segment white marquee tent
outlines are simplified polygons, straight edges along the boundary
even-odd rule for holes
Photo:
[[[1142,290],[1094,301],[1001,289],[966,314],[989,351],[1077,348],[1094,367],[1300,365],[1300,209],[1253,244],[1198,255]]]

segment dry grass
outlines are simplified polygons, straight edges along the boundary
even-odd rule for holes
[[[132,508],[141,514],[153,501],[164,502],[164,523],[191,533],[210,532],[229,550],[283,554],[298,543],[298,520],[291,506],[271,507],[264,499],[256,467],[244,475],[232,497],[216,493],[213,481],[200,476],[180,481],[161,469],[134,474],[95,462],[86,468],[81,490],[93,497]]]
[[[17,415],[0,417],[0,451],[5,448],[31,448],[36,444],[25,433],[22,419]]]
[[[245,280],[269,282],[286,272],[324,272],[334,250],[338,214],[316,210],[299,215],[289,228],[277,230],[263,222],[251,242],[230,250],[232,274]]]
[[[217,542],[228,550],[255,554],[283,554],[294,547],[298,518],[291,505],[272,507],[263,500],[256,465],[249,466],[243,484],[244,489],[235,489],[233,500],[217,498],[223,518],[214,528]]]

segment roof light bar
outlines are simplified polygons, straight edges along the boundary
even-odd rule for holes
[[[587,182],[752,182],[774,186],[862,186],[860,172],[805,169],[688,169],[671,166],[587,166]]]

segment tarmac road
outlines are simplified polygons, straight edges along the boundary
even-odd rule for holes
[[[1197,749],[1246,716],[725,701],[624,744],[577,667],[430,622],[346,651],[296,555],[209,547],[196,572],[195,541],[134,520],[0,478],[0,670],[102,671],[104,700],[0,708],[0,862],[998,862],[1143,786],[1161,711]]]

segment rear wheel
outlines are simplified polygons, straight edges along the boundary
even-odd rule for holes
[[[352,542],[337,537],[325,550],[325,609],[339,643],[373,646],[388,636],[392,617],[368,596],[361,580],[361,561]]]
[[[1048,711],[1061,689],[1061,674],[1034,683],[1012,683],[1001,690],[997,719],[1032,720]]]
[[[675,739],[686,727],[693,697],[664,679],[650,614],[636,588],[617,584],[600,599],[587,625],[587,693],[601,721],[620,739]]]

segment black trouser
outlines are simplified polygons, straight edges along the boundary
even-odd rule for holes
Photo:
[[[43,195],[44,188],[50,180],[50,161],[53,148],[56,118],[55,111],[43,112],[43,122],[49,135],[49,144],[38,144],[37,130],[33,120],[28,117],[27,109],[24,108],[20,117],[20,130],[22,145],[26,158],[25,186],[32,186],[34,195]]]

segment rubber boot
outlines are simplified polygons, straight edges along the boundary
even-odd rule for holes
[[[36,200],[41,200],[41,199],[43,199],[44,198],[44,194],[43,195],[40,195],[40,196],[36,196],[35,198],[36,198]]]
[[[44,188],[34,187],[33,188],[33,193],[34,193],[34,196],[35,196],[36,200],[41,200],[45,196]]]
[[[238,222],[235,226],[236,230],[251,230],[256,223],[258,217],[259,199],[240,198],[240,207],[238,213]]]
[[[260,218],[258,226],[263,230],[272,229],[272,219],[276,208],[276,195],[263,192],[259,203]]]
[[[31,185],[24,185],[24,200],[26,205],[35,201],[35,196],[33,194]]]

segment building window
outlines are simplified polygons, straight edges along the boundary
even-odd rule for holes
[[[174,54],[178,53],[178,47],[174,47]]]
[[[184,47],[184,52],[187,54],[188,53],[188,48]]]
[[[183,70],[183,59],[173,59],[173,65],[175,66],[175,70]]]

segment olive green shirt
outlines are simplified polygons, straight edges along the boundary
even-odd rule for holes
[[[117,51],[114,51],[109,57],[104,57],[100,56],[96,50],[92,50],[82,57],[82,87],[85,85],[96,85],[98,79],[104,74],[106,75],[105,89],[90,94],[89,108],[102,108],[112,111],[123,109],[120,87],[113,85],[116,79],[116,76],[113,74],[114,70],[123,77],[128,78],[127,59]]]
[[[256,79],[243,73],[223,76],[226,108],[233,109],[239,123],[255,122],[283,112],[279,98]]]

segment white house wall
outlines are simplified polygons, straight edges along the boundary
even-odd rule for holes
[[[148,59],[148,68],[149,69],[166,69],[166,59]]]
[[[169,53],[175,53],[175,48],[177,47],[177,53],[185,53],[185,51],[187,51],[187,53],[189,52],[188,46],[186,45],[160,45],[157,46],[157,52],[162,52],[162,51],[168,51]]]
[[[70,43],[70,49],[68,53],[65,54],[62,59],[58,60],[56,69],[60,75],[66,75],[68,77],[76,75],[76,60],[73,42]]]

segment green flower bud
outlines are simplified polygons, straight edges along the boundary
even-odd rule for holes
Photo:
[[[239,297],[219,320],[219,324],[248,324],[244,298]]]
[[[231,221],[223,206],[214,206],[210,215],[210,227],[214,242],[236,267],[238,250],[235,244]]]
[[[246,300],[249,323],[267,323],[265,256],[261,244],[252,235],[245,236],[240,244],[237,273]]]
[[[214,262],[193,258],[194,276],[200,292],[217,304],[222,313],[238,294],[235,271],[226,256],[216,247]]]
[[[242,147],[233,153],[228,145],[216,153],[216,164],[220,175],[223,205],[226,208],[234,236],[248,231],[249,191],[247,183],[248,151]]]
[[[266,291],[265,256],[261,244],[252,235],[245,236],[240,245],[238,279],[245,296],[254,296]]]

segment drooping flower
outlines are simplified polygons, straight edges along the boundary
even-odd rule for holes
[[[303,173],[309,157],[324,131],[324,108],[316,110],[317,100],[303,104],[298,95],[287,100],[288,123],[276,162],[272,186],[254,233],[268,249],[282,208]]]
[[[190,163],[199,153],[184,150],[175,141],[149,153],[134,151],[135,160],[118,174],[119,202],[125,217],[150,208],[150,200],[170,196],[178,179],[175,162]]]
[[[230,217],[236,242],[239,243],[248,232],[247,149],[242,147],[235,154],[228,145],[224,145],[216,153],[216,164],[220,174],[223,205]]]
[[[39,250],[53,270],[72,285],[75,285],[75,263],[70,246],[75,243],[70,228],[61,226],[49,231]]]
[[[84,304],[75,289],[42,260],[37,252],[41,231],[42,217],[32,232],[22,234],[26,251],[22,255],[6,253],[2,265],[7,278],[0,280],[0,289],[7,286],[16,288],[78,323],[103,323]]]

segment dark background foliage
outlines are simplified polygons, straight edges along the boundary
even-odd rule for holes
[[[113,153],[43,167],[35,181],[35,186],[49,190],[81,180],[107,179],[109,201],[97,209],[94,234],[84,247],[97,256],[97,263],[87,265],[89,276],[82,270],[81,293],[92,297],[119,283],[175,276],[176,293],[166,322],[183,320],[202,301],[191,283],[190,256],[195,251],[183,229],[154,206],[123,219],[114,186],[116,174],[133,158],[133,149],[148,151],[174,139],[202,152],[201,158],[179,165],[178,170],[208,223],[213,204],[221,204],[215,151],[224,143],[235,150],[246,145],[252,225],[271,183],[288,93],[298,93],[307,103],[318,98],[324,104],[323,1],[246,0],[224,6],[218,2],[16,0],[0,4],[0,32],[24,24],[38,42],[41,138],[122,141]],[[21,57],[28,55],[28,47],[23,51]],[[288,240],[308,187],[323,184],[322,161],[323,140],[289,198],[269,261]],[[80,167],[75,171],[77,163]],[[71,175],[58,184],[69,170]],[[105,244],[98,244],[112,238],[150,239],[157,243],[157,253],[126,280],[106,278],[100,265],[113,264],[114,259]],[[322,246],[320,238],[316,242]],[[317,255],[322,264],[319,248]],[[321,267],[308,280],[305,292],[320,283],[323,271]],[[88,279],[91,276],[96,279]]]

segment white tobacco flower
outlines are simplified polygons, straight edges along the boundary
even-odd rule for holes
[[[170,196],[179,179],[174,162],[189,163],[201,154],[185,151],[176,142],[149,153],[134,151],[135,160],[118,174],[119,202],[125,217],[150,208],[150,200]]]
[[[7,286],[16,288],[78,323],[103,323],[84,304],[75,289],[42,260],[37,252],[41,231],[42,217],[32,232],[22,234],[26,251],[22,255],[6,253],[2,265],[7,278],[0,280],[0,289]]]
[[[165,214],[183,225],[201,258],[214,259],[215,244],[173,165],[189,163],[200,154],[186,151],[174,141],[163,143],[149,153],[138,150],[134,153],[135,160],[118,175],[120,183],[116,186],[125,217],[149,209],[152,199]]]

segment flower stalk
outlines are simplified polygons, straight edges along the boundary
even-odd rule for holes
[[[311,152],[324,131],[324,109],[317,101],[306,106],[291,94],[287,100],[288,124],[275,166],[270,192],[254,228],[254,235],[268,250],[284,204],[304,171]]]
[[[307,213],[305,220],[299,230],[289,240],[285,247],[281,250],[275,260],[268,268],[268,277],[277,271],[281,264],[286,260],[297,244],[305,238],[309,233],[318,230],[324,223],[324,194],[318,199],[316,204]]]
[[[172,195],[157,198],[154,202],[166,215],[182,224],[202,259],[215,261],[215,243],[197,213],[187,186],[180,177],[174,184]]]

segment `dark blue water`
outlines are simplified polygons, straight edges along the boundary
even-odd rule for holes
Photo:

- _Task statement_
Which lines in the data above hold the string "green"? Show each one.

- _Written solution_
segment olive green shirt
segment green flower bud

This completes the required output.